Record extracts start

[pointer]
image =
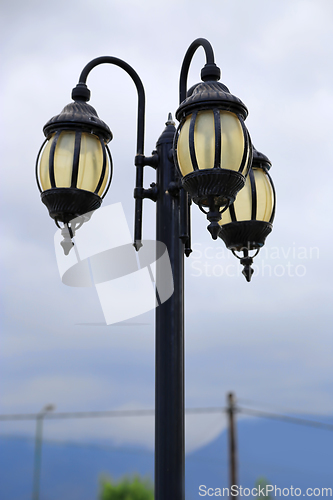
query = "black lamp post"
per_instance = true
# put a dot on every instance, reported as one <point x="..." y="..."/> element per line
<point x="206" y="160"/>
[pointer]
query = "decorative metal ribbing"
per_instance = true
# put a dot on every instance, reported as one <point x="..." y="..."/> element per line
<point x="101" y="180"/>
<point x="247" y="147"/>
<point x="274" y="203"/>
<point x="191" y="141"/>
<point x="218" y="142"/>
<point x="51" y="159"/>
<point x="76" y="158"/>
<point x="254" y="195"/>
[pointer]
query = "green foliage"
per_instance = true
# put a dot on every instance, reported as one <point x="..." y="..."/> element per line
<point x="127" y="489"/>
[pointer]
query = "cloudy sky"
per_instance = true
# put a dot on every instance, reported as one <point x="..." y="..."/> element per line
<point x="270" y="341"/>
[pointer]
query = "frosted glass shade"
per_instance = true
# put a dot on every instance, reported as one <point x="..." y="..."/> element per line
<point x="74" y="160"/>
<point x="213" y="139"/>
<point x="256" y="201"/>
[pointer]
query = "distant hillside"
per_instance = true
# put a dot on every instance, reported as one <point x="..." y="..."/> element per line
<point x="286" y="454"/>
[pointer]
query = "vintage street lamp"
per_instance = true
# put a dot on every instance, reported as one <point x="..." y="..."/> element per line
<point x="212" y="145"/>
<point x="74" y="166"/>
<point x="248" y="221"/>
<point x="206" y="160"/>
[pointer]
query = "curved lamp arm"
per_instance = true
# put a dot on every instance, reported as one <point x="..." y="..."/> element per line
<point x="81" y="92"/>
<point x="209" y="72"/>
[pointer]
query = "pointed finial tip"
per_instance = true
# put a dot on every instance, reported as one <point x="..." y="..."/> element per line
<point x="170" y="120"/>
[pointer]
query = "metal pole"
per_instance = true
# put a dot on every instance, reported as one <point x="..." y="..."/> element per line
<point x="37" y="456"/>
<point x="169" y="374"/>
<point x="232" y="443"/>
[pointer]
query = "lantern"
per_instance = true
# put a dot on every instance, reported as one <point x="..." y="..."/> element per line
<point x="212" y="147"/>
<point x="248" y="221"/>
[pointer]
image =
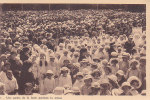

Record extracts end

#### Work to do
Copy every line of the data above, shifting each x and y point coordinate by adding 133. Leave out the pictures.

#### Solution to this exercise
[pointer]
image =
query = "black lamp post"
per_instance = true
# put a dot on every instance, reported as one <point x="..." y="..."/> element per line
<point x="339" y="293"/>
[pointer]
query = "decorative metal ribbing"
per_instance = true
# put a dot on every instance, reported as one <point x="..." y="..."/> element per line
<point x="234" y="313"/>
<point x="380" y="280"/>
<point x="407" y="336"/>
<point x="324" y="274"/>
<point x="351" y="275"/>
<point x="184" y="292"/>
<point x="209" y="291"/>
<point x="387" y="328"/>
[pointer]
query = "green foliage"
per_instance = true
# put a dot on every instance, reported as one <point x="..." y="..."/> element per line
<point x="260" y="622"/>
[pointer]
query = "cloudy sky"
per_instance = true
# put a dot on every instance, reported as one <point x="..." y="..."/> element per line
<point x="403" y="474"/>
[pointer]
query = "frosted glass shade"
per_instance = true
# put a dot on every instance, reported as one <point x="..." y="..."/> element per line
<point x="207" y="293"/>
<point x="346" y="272"/>
<point x="389" y="334"/>
[pointer]
query = "distant hillside"
per_instance = true
# put a dot on every instance, reported as one <point x="..." y="..."/> element per line
<point x="419" y="587"/>
[pointer]
query = "vintage street lamp"
per_instance = true
# put a dot on every instance, reported as one <point x="..." y="..."/> element per line
<point x="345" y="278"/>
<point x="207" y="299"/>
<point x="381" y="354"/>
<point x="339" y="293"/>
[pointer]
query = "curved lamp arm"
per_instance = true
# put a dot on every instance, reported as one <point x="..." y="..."/> element per line
<point x="214" y="225"/>
<point x="342" y="205"/>
[pointer]
query = "pointed finial tip"
per_instance = true
# put a dot on every instance, reported as one <point x="..." y="..."/> element per line
<point x="303" y="253"/>
[pointer]
query = "metal pole"
per_instance = true
# put a dot on every instance, reported as one <point x="..." y="..."/> element per line
<point x="170" y="589"/>
<point x="302" y="507"/>
<point x="365" y="576"/>
[pointer]
query = "lantern"
per_instance = true
# put a dot on every instance, reported as one <point x="..." y="..."/> element per line
<point x="345" y="280"/>
<point x="381" y="354"/>
[pointer]
image =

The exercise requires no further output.